Objective = Write out the full set of records below exactly.

Provided entries =
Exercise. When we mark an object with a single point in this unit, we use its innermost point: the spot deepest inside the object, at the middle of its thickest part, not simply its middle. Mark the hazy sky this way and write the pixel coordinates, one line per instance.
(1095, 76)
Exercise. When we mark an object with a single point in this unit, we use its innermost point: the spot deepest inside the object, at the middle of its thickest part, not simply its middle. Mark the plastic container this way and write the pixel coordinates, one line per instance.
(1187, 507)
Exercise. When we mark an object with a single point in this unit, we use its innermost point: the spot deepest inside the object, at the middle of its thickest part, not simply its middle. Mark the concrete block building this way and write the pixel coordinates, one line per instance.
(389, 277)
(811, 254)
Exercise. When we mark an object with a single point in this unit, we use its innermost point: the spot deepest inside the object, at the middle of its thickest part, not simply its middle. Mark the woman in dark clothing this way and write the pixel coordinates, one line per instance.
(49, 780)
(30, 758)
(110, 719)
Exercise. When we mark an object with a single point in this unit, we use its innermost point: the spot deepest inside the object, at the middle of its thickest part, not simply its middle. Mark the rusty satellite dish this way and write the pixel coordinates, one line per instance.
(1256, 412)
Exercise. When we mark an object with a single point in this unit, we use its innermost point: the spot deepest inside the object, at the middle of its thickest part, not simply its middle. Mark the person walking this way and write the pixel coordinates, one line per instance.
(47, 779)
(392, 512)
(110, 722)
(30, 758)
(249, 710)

Expected answer =
Exercise. When we mark an object with a single point in this unit, we use its innermost point: the spot deepest inside the object, at the middle of its thickest part, not simply its middle. Mark the hazy sky this way and write the pixel coordinates, one line per instance.
(1095, 76)
Exercise. When we mark an object with a single point in this unit, we use its innermost point: the spot deepest inside the object, at the middle of its thickest part, not simply its middle. Mark the plastic container this way and write the pixel coordinates, one line per instance.
(1187, 507)
Exercise. When we mark an object with a single point in this unit, we use its innermost point: the spot deepest inside the object, at the middle of its thickest part, not simply its middle. Mark the concrete block building this way and write the pixel coordinates, one line per instance.
(389, 277)
(811, 254)
Exercise. When we mark an object with a single point in this unit, we use its innermost point: the spot deepest inside the object, at the middle of its thickest part, not simply its middle. Mark the woman in dark clothing this way and write the pixel coordinates, one line per instance.
(49, 780)
(30, 758)
(110, 719)
Exercise. When we mark an object with a single point in this unit, we use its innermost point: the spot deepest inside the object, at the middle of its thickest part, not simply its middle. Mark the rusty satellite dish this way and write the pixel coordinates, one line per instance.
(1256, 412)
Exercise. When we mark an object with a single point in this unit, we use its innermost point: the spot deepest inside the object, at the middle of its thickest part, not simply its middle. Mark the person walking this way and write the pixel coordinates, one line per instance.
(47, 779)
(392, 512)
(110, 722)
(30, 758)
(249, 710)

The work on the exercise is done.